GIVEN PASSAGE:
____________________

# Sexing Royal Pleco and freshwater hermit crabs?



## Jaciesla (May 2, 2012)

I recently bought a young Royal Pleco for my Cichlid tank. He or she is doing awesome and I was wondering the best way to sex it? The guy I buy my fish from has another and I would love to breed the two someday if they are male and female from different parents.

Also, I have been thinking about adding a few freshwater hermit crabs to my larger 90 gallon corner tank once I get it set up. Will the Cichlids or plecos bother them or vica versa?

Thanks for reading!


----------



## Narwhal72 (Sep 26, 2006)

The Royal plecos really don't have any external sexual differences when young. As adults (12"+) the genital papillae will look different on males and females. It's important to remember that Royals are wood eaters and will starve to death unless given an ample supply of wood to eat. They also prefer soft water which makes them good for keeping with South American cichlids but not so good with African cichlids.

To date noone has ever successfully spawned Royal plecos in captivity. Almost nothing is understood about how these fish spawn. Many experts believe that the adults go through long migrations to spawn which may explain their difficulty.

____________________

ROWS:
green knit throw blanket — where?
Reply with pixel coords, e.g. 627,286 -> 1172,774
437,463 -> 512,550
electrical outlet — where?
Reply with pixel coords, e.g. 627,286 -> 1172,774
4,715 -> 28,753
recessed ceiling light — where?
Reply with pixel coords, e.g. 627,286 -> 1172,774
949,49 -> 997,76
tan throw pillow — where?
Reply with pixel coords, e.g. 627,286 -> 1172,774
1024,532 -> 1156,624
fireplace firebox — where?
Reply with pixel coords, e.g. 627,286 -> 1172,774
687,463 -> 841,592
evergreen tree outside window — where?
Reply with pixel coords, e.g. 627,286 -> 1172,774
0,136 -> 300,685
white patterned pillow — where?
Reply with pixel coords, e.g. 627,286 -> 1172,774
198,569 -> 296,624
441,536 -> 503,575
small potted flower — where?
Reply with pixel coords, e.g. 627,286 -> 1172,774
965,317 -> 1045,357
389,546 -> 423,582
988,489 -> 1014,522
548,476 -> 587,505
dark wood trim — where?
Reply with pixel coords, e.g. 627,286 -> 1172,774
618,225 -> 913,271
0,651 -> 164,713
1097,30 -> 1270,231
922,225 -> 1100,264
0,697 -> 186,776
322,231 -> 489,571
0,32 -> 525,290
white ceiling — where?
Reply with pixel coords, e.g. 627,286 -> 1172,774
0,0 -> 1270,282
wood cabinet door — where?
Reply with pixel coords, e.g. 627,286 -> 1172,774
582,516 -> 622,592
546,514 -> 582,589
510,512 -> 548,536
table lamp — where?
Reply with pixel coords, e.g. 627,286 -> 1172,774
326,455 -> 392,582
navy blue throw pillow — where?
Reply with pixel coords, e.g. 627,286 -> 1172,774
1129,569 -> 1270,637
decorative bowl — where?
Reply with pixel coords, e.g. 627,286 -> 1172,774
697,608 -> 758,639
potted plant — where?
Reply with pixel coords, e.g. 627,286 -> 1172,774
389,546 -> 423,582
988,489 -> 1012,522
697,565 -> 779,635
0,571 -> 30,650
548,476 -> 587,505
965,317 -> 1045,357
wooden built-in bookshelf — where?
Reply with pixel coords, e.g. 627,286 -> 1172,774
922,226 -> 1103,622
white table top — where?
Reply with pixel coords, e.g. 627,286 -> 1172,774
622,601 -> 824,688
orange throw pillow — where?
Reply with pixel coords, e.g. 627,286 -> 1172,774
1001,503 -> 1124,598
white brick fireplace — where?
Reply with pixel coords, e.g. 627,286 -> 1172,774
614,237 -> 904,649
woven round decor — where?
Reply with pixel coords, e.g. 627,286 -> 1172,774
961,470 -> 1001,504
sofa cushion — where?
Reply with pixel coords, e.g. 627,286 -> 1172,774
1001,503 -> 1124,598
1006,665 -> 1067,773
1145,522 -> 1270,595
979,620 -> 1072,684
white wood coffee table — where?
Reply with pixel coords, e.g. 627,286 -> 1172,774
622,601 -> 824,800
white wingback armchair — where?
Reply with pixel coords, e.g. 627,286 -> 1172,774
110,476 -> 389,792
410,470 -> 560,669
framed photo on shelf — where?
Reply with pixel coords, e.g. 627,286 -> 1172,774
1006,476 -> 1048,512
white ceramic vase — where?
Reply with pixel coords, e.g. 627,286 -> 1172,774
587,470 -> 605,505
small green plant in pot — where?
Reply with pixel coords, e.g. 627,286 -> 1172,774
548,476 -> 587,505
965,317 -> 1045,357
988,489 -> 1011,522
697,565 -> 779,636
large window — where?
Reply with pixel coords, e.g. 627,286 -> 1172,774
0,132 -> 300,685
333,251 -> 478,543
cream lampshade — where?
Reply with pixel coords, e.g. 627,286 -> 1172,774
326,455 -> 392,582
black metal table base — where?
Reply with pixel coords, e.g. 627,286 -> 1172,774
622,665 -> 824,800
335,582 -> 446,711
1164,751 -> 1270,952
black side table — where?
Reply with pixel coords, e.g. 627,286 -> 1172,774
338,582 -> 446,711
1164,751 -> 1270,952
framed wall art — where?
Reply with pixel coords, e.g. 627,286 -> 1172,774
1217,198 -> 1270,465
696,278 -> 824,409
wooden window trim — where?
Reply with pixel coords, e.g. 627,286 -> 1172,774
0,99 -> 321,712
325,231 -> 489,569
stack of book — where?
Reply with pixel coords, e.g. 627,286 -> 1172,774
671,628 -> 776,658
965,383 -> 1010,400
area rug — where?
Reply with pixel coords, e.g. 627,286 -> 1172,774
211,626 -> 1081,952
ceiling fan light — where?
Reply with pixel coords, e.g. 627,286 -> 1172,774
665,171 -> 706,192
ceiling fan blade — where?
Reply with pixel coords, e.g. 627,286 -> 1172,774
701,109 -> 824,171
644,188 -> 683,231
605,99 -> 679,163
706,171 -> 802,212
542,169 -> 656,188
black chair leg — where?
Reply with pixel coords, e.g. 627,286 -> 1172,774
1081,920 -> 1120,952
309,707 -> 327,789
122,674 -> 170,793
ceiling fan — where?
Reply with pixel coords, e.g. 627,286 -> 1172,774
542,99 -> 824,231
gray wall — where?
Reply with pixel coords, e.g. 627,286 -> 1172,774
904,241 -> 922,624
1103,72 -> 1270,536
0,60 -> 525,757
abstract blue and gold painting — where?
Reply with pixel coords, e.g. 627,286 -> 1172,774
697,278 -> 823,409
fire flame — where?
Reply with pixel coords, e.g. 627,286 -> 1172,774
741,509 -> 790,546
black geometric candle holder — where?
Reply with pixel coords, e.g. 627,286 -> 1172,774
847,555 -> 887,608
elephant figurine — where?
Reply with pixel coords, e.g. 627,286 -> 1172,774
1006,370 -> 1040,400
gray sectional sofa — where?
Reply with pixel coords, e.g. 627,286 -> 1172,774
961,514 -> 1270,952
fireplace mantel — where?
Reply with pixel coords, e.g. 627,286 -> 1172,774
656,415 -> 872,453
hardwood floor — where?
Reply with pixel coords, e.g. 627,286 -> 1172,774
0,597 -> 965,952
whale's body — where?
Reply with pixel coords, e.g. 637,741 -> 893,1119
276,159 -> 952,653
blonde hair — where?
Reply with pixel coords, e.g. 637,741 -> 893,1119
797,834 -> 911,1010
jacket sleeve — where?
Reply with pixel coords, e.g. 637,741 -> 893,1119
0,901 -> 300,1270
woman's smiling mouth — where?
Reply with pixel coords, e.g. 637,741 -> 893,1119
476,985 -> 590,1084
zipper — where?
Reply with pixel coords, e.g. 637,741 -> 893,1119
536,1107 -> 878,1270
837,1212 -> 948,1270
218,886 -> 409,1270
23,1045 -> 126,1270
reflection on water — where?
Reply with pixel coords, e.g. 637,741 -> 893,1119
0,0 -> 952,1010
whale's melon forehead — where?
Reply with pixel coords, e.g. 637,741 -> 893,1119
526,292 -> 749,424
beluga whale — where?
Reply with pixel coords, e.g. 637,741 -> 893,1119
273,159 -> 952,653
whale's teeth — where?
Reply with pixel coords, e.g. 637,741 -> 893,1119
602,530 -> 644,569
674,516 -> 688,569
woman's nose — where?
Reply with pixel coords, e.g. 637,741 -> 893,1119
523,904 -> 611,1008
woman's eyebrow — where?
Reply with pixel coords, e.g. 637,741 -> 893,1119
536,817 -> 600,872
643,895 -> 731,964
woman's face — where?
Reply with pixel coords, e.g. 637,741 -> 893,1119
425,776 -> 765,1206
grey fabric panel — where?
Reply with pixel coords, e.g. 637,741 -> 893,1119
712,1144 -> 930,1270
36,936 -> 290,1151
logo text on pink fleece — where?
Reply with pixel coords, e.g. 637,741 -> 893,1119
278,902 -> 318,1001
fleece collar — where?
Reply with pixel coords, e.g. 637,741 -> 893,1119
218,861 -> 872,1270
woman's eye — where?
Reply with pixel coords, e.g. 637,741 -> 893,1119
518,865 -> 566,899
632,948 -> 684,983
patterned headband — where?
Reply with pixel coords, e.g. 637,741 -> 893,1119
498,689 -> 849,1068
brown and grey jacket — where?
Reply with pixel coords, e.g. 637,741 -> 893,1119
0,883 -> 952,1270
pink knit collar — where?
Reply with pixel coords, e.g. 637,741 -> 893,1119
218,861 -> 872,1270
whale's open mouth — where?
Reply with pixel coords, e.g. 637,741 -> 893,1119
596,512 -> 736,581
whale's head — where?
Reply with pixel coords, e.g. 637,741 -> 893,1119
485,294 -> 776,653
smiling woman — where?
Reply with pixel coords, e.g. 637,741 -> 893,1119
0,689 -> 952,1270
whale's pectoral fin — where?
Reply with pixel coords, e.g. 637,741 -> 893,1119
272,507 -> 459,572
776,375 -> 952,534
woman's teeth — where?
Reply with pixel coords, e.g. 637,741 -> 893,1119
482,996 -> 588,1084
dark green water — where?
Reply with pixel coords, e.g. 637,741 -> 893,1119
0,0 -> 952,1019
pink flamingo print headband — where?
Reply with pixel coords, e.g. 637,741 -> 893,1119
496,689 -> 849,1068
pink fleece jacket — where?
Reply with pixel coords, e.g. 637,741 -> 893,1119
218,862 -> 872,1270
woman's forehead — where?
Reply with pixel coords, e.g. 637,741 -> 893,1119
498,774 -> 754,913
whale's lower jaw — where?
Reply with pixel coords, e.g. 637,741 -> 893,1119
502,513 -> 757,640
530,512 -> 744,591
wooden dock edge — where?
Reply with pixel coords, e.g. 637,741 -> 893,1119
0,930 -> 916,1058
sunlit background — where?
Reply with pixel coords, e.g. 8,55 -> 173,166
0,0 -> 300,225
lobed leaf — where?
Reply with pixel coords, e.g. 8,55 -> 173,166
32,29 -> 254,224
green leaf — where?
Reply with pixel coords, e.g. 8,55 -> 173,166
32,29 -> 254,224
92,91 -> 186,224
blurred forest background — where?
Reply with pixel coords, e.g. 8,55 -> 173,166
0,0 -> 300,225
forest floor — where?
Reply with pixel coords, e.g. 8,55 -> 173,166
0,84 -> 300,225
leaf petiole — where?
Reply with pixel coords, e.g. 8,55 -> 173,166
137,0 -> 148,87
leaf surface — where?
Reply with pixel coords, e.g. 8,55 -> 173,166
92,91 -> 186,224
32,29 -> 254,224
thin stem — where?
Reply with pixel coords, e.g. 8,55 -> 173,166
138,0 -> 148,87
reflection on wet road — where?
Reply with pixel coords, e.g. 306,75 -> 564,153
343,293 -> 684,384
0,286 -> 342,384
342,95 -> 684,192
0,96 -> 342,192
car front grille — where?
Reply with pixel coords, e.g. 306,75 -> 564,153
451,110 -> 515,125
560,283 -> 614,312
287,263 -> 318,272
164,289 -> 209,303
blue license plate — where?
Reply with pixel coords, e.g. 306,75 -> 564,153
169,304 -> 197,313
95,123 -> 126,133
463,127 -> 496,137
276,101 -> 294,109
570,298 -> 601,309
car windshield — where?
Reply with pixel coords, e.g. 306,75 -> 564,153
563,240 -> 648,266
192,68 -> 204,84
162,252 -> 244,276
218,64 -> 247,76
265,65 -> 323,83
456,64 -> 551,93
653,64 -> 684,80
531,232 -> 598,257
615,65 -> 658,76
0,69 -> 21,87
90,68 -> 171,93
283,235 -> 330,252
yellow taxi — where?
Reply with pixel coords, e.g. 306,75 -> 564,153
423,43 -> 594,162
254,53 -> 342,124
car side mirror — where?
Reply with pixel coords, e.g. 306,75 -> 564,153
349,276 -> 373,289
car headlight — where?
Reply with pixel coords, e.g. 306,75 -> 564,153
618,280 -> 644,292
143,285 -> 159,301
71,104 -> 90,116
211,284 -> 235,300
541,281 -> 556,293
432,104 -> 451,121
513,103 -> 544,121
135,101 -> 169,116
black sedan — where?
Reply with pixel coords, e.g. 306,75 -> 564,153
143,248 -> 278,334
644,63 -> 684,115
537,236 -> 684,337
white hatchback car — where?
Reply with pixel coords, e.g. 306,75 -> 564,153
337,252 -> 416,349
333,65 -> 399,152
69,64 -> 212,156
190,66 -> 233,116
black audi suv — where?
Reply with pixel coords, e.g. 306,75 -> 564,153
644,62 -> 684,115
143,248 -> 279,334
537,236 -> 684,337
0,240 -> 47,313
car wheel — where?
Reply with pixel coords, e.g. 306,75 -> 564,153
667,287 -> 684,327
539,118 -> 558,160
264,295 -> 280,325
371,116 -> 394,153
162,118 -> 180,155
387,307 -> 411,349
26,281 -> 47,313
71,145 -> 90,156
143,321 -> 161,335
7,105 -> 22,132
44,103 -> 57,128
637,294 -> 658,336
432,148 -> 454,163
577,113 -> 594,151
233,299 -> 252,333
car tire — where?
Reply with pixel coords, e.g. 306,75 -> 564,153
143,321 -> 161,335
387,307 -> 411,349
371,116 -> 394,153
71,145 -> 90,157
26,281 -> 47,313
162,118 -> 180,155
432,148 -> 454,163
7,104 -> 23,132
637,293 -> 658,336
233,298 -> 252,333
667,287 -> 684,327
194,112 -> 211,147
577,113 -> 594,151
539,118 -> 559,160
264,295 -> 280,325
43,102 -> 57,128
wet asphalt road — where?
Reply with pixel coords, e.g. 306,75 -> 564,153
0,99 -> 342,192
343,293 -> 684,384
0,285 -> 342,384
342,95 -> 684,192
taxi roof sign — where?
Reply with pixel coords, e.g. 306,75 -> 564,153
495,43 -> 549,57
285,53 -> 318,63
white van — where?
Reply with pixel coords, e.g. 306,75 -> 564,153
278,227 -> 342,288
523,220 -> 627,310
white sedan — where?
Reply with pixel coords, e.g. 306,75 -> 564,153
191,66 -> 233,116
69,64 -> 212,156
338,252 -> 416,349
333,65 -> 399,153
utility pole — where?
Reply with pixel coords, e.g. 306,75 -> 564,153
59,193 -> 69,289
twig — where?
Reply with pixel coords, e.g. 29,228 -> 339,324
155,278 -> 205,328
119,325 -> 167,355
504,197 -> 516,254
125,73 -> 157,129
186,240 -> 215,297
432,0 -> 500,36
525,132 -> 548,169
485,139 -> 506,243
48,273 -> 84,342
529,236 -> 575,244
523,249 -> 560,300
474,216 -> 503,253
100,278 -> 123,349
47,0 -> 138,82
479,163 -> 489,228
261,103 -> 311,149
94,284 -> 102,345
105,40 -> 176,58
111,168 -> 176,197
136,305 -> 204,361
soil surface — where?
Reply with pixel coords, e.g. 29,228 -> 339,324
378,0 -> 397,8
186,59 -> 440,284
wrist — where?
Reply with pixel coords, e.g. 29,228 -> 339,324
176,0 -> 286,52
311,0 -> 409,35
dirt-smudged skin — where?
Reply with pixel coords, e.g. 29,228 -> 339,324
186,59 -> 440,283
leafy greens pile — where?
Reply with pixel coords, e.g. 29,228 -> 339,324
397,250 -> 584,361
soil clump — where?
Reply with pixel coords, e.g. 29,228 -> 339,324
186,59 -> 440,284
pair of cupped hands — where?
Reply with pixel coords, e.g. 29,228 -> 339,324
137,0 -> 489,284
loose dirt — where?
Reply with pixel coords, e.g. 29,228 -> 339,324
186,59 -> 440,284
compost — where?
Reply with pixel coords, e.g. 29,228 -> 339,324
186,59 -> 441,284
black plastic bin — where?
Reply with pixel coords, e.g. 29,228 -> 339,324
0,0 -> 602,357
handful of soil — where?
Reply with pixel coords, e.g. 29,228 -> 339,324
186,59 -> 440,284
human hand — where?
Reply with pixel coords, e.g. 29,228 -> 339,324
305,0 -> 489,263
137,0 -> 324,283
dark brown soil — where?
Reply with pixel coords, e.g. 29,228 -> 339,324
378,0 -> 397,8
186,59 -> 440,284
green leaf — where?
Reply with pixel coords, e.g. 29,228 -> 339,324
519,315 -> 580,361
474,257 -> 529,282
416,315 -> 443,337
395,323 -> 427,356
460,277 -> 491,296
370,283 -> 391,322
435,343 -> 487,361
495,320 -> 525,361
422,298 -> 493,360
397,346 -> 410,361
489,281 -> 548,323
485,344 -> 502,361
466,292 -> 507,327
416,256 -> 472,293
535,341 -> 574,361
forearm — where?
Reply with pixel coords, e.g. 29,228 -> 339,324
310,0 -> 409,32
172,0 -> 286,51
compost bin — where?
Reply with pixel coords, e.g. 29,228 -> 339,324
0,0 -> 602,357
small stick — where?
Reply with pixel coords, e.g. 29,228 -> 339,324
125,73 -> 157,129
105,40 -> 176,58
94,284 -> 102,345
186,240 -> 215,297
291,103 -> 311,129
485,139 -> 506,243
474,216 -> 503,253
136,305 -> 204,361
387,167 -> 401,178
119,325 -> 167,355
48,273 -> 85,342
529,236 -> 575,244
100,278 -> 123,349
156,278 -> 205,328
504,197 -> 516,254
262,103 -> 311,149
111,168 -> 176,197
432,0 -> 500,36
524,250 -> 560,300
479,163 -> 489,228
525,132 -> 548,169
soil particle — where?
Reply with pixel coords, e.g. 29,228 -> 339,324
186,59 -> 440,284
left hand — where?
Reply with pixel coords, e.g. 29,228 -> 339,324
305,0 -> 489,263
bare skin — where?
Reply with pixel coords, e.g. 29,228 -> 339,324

____________________

YOUR TASKS:
**1.** Answer these from the Royal Pleco thread:
(a) How large is the corner tank that the first post plans to add hermit crabs to?
(b) At what size does the reply say the genital papillae look different on males and females?
(c) What do many experts believe the adults go through in order to spawn?
**2.** Retype the Royal Pleco thread between "Also, I have" and "(Sep 26, 2006)", inclusive.
Use only the Royal Pleco thread.

RESULTS OF THE TASKS:
**1.**
(a) 90 gallons.
(b) As adults, at 12 inches or more.
(c) Long migrations.

**2.**
Also, I have been thinking about adding a few freshwater hermit crabs to my larger 90 gallon corner tank once I get it set up. Will the Cichlids or plecos bother them or vica versa?

Thanks for reading!


----------



## Narwhal72 (Sep 26, 2006)